## What is expected:
What you should copy is the line containing "Note: for each instance of the stone boundary" and all lines after it in the entries below, exactly and without anything added.

============

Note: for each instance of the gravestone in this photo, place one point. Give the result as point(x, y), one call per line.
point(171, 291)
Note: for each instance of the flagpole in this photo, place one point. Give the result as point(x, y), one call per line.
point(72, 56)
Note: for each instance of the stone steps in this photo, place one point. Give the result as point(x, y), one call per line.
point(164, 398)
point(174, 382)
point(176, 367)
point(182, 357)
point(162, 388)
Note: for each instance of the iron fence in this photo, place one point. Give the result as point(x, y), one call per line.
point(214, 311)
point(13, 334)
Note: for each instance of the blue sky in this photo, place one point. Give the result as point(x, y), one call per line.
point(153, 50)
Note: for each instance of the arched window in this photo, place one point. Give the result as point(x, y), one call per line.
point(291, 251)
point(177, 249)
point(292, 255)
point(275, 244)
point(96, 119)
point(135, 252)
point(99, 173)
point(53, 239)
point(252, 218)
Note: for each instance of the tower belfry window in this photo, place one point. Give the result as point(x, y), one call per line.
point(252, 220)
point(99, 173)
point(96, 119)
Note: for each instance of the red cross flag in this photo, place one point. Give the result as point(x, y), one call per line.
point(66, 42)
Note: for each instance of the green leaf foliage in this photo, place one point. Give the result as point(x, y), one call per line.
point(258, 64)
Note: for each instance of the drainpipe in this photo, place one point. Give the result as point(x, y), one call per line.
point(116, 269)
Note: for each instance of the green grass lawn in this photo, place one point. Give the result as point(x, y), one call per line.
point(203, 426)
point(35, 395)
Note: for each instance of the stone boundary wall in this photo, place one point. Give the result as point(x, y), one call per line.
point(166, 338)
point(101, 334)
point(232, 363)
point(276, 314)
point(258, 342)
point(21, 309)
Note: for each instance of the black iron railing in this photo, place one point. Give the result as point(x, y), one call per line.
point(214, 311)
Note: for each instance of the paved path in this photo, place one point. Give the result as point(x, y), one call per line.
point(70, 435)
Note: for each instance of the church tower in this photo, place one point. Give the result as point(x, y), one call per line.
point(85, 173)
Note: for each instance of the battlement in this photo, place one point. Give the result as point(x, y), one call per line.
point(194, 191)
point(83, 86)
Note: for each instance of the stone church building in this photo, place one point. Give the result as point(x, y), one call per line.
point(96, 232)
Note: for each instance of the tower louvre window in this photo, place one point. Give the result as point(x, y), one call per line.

============

## Result below:
Note: for each instance of the stone boundary wall in this photo, place one point. Give the result as point(x, y), one call per line.
point(166, 338)
point(101, 334)
point(232, 363)
point(276, 314)
point(258, 342)
point(21, 309)
Note: for each instance of the black iron railing in this photo, place one point. Give the result as point(x, y), one call per line.
point(214, 311)
Note: for each instance of the paved path in this photo, place one point. Give the result as point(x, y), one call per line.
point(70, 435)
Note: for each instance of the church tower in this photo, place one point. Give the result as point(x, y), one call per line.
point(85, 173)
Note: for each instance of the battlement in this photo, place one point. Give the result as point(x, y), one call per line.
point(194, 191)
point(83, 86)
Note: for each instance of the stone church building in this photo, place one point. Give the result as point(x, y), one call per line.
point(96, 232)
Note: for each instance of the tower louvre window in this photo, place one point. Give the result as point(x, y), one call per line.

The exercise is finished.